### Recorded data

____________________

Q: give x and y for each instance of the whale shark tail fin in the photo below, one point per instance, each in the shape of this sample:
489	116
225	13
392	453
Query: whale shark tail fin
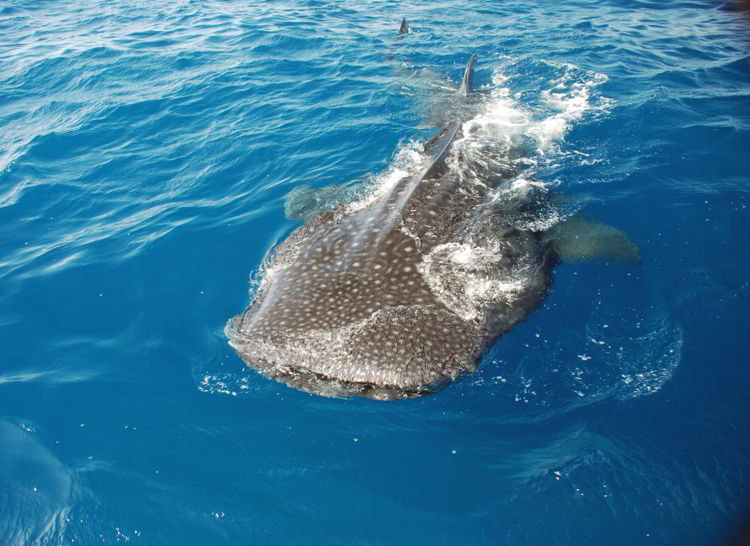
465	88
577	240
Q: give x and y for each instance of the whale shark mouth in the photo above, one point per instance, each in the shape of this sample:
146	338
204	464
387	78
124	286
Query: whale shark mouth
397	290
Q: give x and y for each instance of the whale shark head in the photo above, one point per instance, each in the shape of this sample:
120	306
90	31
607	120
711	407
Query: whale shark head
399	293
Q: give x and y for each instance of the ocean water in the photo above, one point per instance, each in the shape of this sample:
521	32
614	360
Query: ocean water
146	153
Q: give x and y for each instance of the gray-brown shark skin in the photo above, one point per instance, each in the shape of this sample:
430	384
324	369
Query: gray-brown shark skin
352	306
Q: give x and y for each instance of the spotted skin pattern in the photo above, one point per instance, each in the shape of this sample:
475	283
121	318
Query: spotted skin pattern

____________________

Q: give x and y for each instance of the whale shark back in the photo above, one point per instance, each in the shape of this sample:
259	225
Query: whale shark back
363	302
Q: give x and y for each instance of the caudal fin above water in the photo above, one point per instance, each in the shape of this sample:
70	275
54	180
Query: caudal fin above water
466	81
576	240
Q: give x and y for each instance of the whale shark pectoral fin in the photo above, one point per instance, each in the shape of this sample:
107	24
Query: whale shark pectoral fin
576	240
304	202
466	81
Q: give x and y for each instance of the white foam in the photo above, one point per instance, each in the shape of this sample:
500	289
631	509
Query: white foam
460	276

____________________

### Aim of the exercise
Match on "photo" and report each line of the data above that has it.

### Result below
Q: give x and y for each instance of the whale shark tail fin in the photo below, one point per instance, each in the shape of this sample:
Q: give x and y for each instance of the whale shark mouth in the photo above, one point per instance, each in the shape of this sample:
Q: give x and y for each instance of the whale shark head in the photo above, one point per instance, each in the shape of this sample:
Q: give x and y for each instance of the ocean water in the photo above, one point per instance, each in the shape of this sample:
Q: give x and y for each instance of the gray-brown shark skin in the photo above, one point per instance, each in the shape of this sample:
Q: give x and y for each instance of the spotted skin pattern in the photo above, one point per instance, each in the shape of this sample:
Q: give x and y for each instance of the whale shark back in the photo above, one point per instance, each in the shape of this sample:
Q: give x and y for each instance of the caudal fin above water in the photo above, one point per instance, each in the shape of this sample:
Q: give x and y for each instance of the whale shark pectoral fin in the photo above, one point per instance, each in the shape of this sample:
Q: give x and y for each instance of the white foam in the photo above, one point per instance, each in the shape of this sample:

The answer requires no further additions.